[Acciones requeridas]:
(a) Responda a las siguientes preguntas según el fragmento:
(i) ¿Frente a quiénes se plantea si somos parte de una legión de santos y justicieros?
(ii) ¿Qué persona se menciona por su nombre?
(iii) ¿Qué abre, de acuerdo con el fragmento, lo que hizo esa persona?
(b) Reproduzca el pasaje del fragmento desde las palabras "Por eso es fundamental, frente" hasta las palabras "una belleza desarmada.".

[Fragmento]:
***
Por eso es fundamental, frente a cualquier expresión del mal, del uso inadecuado de la libertad que altera de manera negativa la nuestra, preguntarnos: ¿Qué es lo que prevalece en nosotros? ¿Qué existe y prevalece en mi corazón para pensar que soy bueno, que estoy limpio de pecado y dispuesto a tirar la primera piedra? ¿Somos parte de una legión de santos y justicieros frente a los demonios? Lo que hizo Sor Esperanza (magistralmente capturado en la foto), antes que los análisis cínicos y escépticos que se han hecho sobre su gesto y el del guardia nacional, abre una pequeña rendija de humanidad, incluso en los victimarios, cuando se acerca alguien con una belleza desarmada.
***
[Datos proporcionados]:
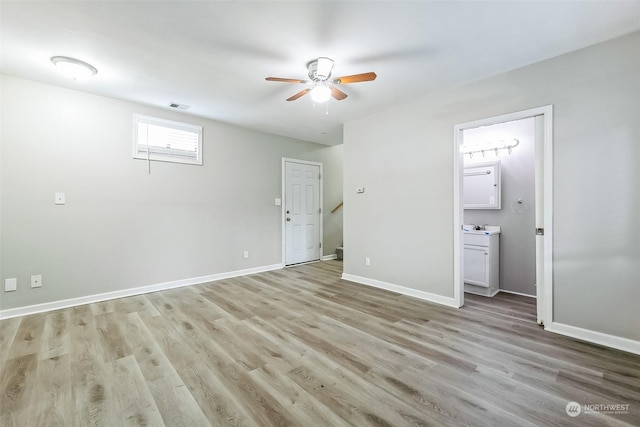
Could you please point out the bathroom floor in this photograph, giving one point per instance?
(503, 304)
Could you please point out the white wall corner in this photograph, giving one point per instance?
(426, 296)
(90, 299)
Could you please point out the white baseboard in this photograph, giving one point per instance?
(517, 293)
(606, 340)
(89, 299)
(438, 299)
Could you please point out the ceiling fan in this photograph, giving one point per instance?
(323, 86)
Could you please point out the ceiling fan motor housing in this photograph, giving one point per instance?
(320, 69)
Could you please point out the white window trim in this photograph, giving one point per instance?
(142, 152)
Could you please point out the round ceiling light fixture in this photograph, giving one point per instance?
(320, 92)
(74, 68)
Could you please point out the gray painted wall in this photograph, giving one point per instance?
(517, 237)
(404, 159)
(122, 228)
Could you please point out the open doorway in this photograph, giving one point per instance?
(515, 216)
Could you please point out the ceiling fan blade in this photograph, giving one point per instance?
(281, 79)
(298, 95)
(355, 78)
(338, 94)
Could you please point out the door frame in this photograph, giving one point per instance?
(283, 215)
(543, 196)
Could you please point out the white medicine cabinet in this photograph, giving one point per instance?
(482, 185)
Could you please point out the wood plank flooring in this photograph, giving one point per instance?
(302, 347)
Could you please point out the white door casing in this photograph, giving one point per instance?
(302, 213)
(543, 202)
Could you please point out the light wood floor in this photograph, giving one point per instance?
(301, 347)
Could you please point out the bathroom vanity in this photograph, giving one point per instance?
(482, 260)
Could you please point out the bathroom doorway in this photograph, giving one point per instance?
(520, 144)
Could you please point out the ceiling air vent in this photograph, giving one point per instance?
(179, 106)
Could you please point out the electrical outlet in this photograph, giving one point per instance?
(10, 285)
(36, 280)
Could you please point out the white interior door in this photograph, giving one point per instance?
(302, 216)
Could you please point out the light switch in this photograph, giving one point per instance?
(10, 284)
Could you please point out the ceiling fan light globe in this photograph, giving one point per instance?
(320, 93)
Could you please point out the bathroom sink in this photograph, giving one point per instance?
(488, 229)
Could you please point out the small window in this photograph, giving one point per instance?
(166, 140)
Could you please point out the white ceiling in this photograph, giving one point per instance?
(214, 55)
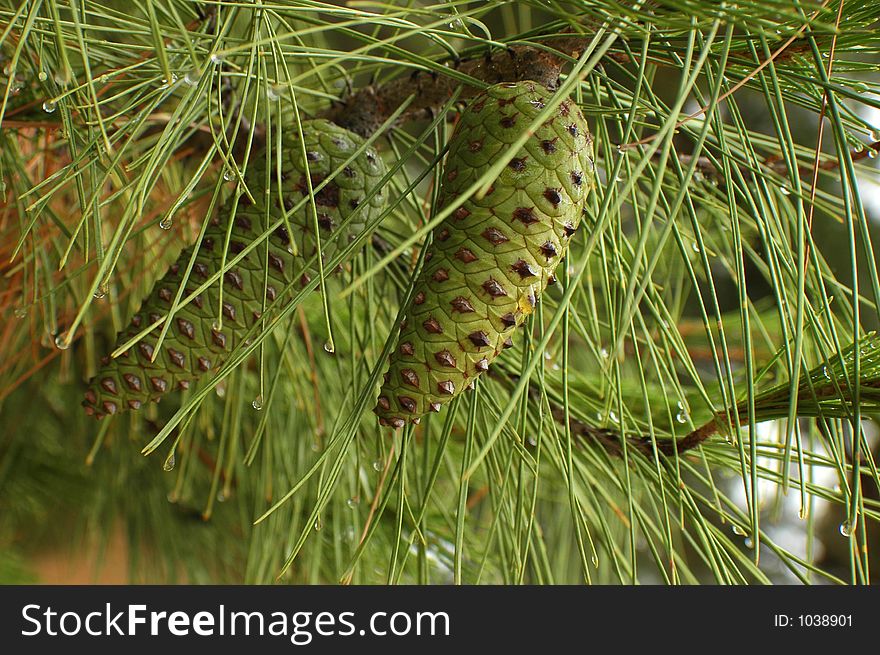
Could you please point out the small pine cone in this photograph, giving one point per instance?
(489, 262)
(192, 347)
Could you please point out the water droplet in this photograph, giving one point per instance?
(274, 92)
(192, 77)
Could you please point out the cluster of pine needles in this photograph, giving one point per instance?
(693, 402)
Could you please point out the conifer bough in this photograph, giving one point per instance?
(489, 262)
(205, 331)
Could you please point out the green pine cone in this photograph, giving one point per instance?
(192, 346)
(490, 260)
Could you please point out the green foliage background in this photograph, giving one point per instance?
(714, 280)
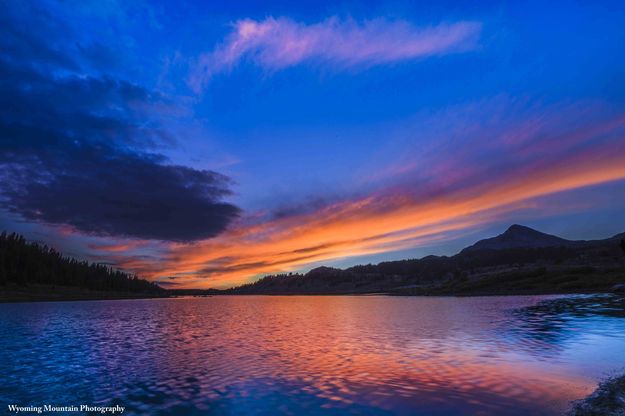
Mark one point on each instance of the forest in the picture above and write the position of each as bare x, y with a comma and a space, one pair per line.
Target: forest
24, 263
***
[Resultados por tarea]:
(a)
(i) Frente a los demonios.
(ii) Sor Esperanza.
(iii) Una pequeña rendija de humanidad, incluso en los victimarios.

(b)
Por eso es fundamental, frente a cualquier expresión del mal, del uso inadecuado de la libertad que altera de manera negativa la nuestra, preguntarnos: ¿Qué es lo que prevalece en nosotros? ¿Qué existe y prevalece en mi corazón para pensar que soy bueno, que estoy limpio de pecado y dispuesto a tirar la primera piedra? ¿Somos parte de una legión de santos y justicieros frente a los demonios? Lo que hizo Sor Esperanza (magistralmente capturado en la foto), antes que los análisis cínicos y escépticos que se han hecho sobre su gesto y el del guardia nacional, abre una pequeña rendija de humanidad, incluso en los victimarios, cuando se acerca alguien con una belleza desarmada.